**ACTIVITIES:**
a) In the article on elderly care funding, what is the State's preferred solution for the elderly?
b) Write the next part of the article on elderly care, picking up after its last sentence.
---------- EXCERPT PROVIDED
By: Nick Bruce
The challenge of funding elderly care is very much in the headlines and has led to ever ‐ larger omnicare facilities catering for clients with often radically different needs as a way to minimise costs. Whilst omnicare facilities are often lauded as a ‘home for life’, what receives rather less attention is the considerable research that reinforces that, when it comes to both quality and quantity of life, smaller homes who specialise win hands down.
The twin ‐ track approach
The State’s preferred solution for the elderly is a twin ‐ track policy of encouraging the elderly to stay at home for as long as possible, and then to move to residential facilities that cater for all needs (omnicare facilities). For some, these solutions are a good fit, but for others they often feel loneliness rather than independence when their home becomes a ‘prison’, and a poorly ‐ matched omnicare facility can actually increase and accelerate their needs.
--------------------
---------- INPUT DATA
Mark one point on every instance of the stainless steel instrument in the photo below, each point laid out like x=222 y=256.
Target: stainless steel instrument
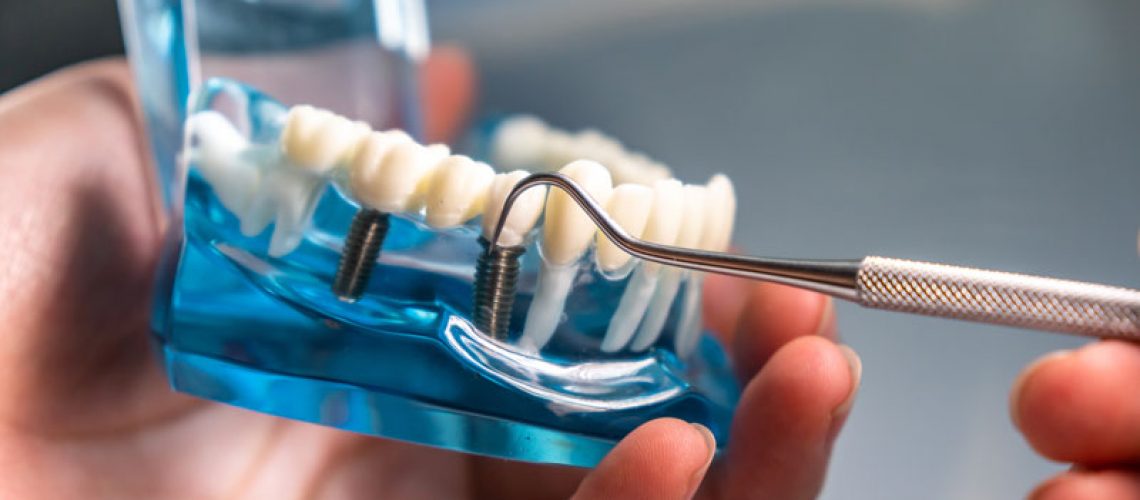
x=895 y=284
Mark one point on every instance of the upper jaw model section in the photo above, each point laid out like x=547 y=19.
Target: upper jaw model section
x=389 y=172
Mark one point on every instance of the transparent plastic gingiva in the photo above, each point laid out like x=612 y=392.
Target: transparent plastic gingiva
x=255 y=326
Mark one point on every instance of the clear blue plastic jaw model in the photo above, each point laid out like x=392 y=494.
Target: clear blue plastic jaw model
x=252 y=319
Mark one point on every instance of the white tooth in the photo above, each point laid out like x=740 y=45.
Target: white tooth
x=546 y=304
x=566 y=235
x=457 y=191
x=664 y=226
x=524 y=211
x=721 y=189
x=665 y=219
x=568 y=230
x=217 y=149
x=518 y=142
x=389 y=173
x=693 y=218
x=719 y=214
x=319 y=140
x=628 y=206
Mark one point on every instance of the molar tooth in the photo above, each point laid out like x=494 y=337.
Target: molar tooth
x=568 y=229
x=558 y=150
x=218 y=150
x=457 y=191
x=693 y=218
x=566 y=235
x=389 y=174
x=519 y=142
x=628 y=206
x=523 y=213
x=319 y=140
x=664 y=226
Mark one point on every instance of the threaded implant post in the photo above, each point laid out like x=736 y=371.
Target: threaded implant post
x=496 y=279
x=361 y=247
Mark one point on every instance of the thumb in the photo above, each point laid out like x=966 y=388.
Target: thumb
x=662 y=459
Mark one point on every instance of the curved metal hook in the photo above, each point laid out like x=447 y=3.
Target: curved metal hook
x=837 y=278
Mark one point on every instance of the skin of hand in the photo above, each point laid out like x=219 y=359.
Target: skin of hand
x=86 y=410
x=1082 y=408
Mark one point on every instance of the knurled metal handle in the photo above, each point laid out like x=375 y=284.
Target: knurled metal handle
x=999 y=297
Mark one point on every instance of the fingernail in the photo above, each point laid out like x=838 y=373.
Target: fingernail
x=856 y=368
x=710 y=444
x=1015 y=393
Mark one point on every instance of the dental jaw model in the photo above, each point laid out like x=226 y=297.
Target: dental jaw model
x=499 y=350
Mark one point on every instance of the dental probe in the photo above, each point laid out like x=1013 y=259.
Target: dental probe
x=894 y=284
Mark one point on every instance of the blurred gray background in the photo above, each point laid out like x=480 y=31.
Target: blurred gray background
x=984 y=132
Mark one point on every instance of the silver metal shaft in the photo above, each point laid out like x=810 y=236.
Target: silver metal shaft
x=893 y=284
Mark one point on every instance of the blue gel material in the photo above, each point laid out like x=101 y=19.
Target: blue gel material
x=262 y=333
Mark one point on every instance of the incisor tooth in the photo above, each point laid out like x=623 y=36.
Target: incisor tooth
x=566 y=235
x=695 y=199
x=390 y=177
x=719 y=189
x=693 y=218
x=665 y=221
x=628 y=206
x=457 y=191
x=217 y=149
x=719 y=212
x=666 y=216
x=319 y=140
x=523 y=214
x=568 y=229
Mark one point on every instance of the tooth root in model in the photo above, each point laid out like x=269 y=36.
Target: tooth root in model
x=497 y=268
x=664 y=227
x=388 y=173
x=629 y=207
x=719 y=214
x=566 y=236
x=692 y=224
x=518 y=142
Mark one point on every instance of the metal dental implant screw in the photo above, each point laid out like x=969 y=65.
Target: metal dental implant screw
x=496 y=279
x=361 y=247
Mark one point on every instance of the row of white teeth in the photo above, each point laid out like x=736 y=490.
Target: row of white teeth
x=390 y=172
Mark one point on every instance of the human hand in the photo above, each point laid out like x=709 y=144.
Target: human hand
--------------------
---------- INPUT DATA
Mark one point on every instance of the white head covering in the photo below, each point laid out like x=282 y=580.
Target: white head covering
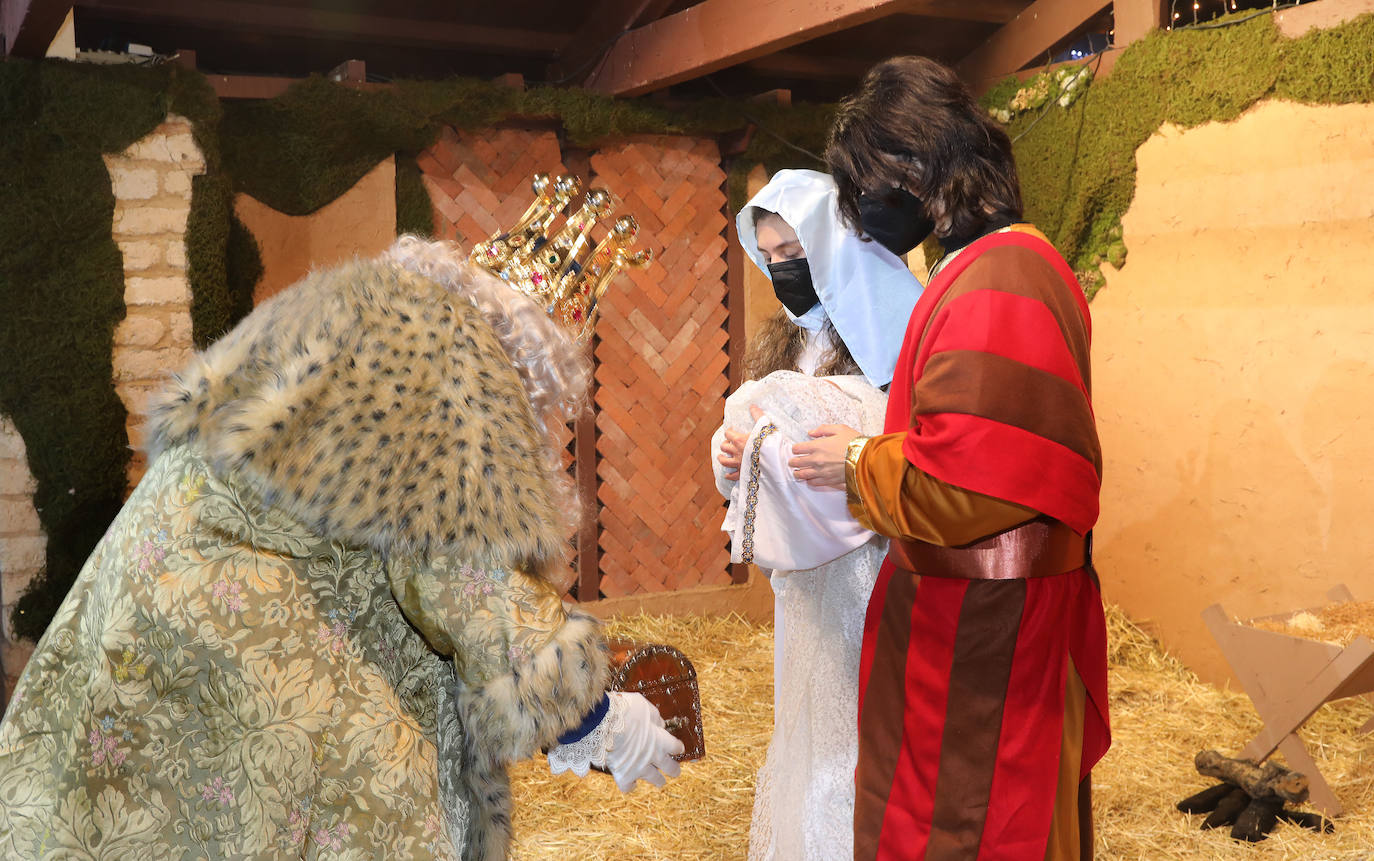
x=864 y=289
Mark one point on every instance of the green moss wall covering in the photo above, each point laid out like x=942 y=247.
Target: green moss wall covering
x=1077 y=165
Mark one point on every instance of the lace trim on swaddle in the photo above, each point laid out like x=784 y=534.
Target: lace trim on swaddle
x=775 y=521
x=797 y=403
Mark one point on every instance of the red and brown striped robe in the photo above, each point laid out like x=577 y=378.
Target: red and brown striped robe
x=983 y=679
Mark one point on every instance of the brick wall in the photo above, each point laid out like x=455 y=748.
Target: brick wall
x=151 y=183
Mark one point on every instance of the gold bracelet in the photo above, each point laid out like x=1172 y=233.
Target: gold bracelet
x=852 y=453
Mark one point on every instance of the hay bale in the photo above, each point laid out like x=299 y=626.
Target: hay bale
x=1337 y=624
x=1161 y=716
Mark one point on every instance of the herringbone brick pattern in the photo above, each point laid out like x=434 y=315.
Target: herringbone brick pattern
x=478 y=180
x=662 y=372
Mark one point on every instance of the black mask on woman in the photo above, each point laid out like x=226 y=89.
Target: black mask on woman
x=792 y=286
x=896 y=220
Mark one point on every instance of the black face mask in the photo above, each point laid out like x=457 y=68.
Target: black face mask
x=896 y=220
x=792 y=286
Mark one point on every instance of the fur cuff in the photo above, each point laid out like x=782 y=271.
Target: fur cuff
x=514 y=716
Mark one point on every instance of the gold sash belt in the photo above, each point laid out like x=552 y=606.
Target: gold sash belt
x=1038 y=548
--------------------
---------- INPUT DATA
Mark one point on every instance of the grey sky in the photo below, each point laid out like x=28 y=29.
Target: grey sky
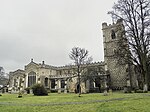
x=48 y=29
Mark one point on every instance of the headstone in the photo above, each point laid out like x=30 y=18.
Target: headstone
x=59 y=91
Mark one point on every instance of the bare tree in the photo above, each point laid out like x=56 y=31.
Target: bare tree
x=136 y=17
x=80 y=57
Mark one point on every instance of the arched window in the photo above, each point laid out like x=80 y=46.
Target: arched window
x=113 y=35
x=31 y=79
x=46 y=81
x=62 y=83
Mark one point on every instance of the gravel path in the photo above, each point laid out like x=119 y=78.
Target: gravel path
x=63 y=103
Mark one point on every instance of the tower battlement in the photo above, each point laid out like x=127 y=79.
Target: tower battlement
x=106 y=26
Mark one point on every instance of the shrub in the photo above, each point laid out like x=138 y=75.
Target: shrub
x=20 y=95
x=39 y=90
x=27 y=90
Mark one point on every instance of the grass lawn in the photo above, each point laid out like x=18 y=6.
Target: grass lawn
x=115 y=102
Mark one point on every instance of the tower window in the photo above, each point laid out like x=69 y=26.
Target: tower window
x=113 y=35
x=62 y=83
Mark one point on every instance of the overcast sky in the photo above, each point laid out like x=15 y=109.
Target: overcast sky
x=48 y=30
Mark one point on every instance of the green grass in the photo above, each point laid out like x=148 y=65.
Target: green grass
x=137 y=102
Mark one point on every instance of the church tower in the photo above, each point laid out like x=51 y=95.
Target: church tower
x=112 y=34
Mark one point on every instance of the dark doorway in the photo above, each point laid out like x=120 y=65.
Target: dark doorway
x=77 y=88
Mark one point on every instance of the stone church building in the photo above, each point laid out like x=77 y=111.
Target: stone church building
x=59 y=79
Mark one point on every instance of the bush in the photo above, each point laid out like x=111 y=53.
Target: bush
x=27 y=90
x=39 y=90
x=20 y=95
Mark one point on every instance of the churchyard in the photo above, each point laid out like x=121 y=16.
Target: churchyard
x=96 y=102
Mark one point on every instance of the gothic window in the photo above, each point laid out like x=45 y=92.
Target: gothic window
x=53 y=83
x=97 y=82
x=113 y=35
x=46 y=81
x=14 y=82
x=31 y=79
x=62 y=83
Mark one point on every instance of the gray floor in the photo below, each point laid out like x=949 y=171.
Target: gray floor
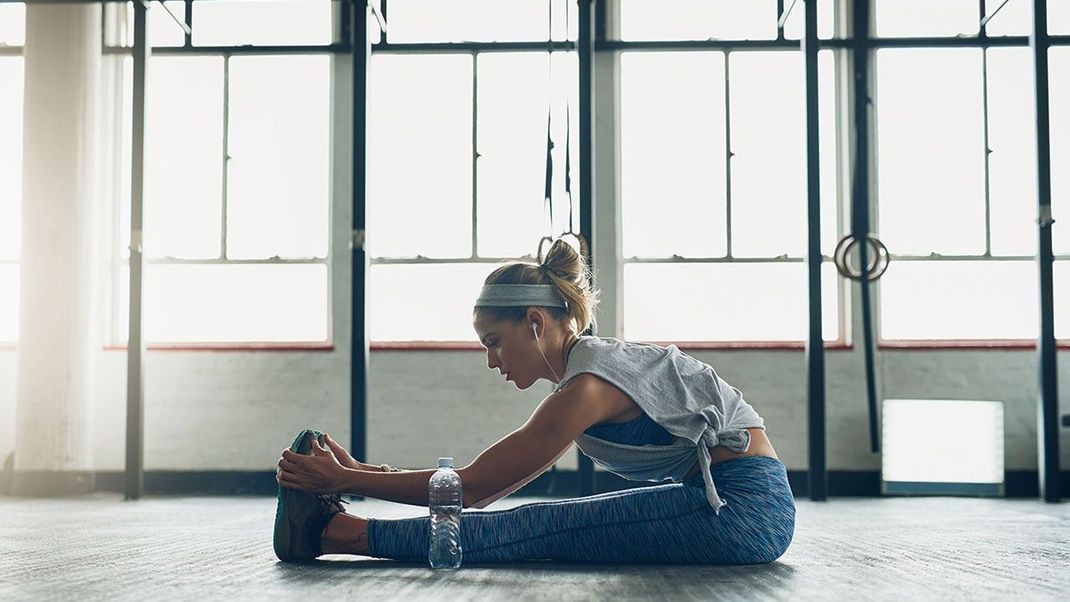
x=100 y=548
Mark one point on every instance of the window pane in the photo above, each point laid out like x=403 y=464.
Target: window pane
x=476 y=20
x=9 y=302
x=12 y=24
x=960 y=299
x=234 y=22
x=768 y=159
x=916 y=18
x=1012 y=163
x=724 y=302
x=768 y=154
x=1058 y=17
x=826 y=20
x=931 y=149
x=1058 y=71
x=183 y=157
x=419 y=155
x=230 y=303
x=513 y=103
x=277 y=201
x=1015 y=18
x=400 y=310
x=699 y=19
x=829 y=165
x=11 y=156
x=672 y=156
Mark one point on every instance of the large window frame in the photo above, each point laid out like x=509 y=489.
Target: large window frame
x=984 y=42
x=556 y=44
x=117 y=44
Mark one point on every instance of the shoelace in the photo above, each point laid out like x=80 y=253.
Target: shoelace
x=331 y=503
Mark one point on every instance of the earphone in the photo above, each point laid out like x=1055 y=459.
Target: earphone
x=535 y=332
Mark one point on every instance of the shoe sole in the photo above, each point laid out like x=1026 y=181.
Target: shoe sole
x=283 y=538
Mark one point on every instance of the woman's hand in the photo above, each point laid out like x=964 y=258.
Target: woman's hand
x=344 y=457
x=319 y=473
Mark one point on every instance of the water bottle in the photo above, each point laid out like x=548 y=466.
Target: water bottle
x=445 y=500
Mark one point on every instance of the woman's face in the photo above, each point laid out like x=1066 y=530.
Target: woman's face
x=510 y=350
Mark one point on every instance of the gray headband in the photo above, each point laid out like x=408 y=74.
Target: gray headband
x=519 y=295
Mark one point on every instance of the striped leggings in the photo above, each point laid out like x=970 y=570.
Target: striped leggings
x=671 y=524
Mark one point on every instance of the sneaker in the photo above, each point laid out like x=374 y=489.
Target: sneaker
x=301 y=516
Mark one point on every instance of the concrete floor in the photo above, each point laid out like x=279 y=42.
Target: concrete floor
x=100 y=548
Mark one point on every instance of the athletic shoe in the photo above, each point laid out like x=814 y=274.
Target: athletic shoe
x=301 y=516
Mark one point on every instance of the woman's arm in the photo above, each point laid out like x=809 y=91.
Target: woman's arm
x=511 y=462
--------------------
**RESPONSE LIST:**
a) A twin-track policy: encouraging the elderly to stay at home for as long as possible, then moving them to residential facilities that cater for all needs (omnicare facilities).

b)
The State’s influence
For the care home market, the State effectively controls 75% of expenditure either directly (48%), or through family fee top ‐ ups (17%) (Hancock & Hviid, 2010:23). The State’s influence on the care sector is therefore so large that, where it leads, the care industry is drawn to follow. Unfortunately, so do the consequences. Because the State consistently underfunds care, by £500 million according to Age UK (2012), care facilities must attract sufficient private clients to balance the books (Hancock & Hviid, 2010). This means that restricted and often less than ideal service choices for State ‐ funded clients often become a fait accompli for private clients too.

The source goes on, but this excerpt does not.